EXERCISES ▸
1 > Answer these from the pickled jalapeño recipe:
(a) How do red jalapeños compare in heat with green ones?
(b) What acidity should the vinegar have?
(c) How thick should the pepper rings be cut?
2 > Carry on the pickled jalapeño recipe from its last step.

EXTRACTED TEXT ▸

------------------------------------------------

Quick pickled jalapenos recipe? Sign me up! These tangy spice bombs can be strangely addicting. And sometimes, buying a can from the store is not enough. Pickled jalapeños are delicious, and you can put it on pretty much anything. Add it on tacos, nachos, burgers, and even sandwiches!
What Peppers Are Best for Canning Pickled Jalapeños?
You can use both green and red jalapeño peppers. Note that red peppers are fully ripe and tend to be hotter than the green ones. You also want to make sure that they are firm and have no mold or bruises.
TIP: If you want to make the pickle a little less spicy, remove the seeds on the peppers. Make sure to put latex gloves on when you do this to avoid pepper burns.
Pickling Brine Recipe How to Make?
A good brine is halfway through an irresistible pickle. But what makes a “good brine”?
For the base, mix 3 ½ cups of the vinegar,1 cup water, and 1 tablespoon of salt. This is good for 1 pound of jalapeños. Peppers are naturally low acid food, so you want to use vinegar that contains 5% acidity.
Combine the base, sugar (or honey), few cloves of garlic, and bay leaf in a non-reactive pot. This is to ensure the brine doesn’t pick up any metallic flavor or turn a strange color. Put the stove on high heat until the brine goes on a rolling boil then remove the garlic and bay leaf. If you want more flavor, you can also add oregano and cumin seeds to the mixture.
Now you know what peppers to use and how to make the brine, let’s start pickling!
1. Put your latex gloves back on and cut up the peppers to rings around ¼ inch thick. Submerge the pepper rings in ice water for 24 hours.

------------------------------------------------

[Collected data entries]
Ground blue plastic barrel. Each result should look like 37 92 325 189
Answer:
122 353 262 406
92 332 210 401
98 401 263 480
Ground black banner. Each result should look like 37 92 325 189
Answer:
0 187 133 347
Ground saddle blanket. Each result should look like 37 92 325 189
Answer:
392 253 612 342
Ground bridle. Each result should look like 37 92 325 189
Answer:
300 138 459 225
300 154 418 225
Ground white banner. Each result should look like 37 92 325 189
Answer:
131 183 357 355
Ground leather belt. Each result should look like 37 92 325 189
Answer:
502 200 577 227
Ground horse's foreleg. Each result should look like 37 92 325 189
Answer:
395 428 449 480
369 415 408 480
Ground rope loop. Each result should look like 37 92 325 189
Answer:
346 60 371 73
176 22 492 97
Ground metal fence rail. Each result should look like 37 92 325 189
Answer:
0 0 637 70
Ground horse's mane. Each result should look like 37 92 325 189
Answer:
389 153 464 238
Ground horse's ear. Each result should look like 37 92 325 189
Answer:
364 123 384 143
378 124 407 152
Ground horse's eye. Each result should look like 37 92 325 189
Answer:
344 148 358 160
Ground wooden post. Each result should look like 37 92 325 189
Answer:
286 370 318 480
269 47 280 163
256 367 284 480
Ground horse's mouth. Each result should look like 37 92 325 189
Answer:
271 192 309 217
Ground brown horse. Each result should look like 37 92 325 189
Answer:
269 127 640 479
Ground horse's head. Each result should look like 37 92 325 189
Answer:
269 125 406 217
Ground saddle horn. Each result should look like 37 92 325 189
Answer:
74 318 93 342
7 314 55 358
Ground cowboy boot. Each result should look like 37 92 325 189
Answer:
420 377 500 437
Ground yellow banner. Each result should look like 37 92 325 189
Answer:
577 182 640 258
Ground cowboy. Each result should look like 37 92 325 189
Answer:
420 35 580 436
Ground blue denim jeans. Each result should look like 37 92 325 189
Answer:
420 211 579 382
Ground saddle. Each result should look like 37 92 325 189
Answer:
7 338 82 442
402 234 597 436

------------------------------------------------

RESPONSES FOR EACH TASK ▸
1 >
(a) Red jalapeños are fully ripe and tend to be hotter than green ones.
(b) The vinegar should have 5% acidity.
(c) The rings should be about ¼ inch thick.

2 >
2. Sterilize the canning jars. Use a jar holder or canning tongs and slowly sink them into your canning pot to prevent the jars from cracking. Leave them boiling for 10 minutes.
3. Make the brine then add the pepper rings to the pot. Stir the mixture well and remove from heat. Let the peppers sit in the brine for 15 minutes or until their color change to a duller shade of green.
4. Scoop the peppers into your sterilized jars. Use a canning funnel to avoid spills. Add a pinch of calcium chloride to each jar. This keeps the peppers’ crunch and increases the pickle’s shelf life.
5. Add the brine. Make sure to leave ½ inch of headspace to help with the sealing process.
6. Use either a wooden spoon or plastic knife to remove the air bubbles from the canned peppers. Press the spoon gently between the peppers and the sides of the jar to let the air escape.
7. Now, wipe the rims and put the caps on the jars. Make sure that they are finger tight. Do not over tighten your jars. It can cause them to crack during the sealing process.
8. Fill your canning pot with water and put on high heat. Once the water reaches a full rolling boil, gently transfer the jars to the pot. There should be at least 1-2 inches of water covering the jars. Ensure that they stay vertical and leave to process for 5 minutes.
9. Carefully remove the jars and leave to cool on a kitchen towel or cooling rack for at least 12 hours.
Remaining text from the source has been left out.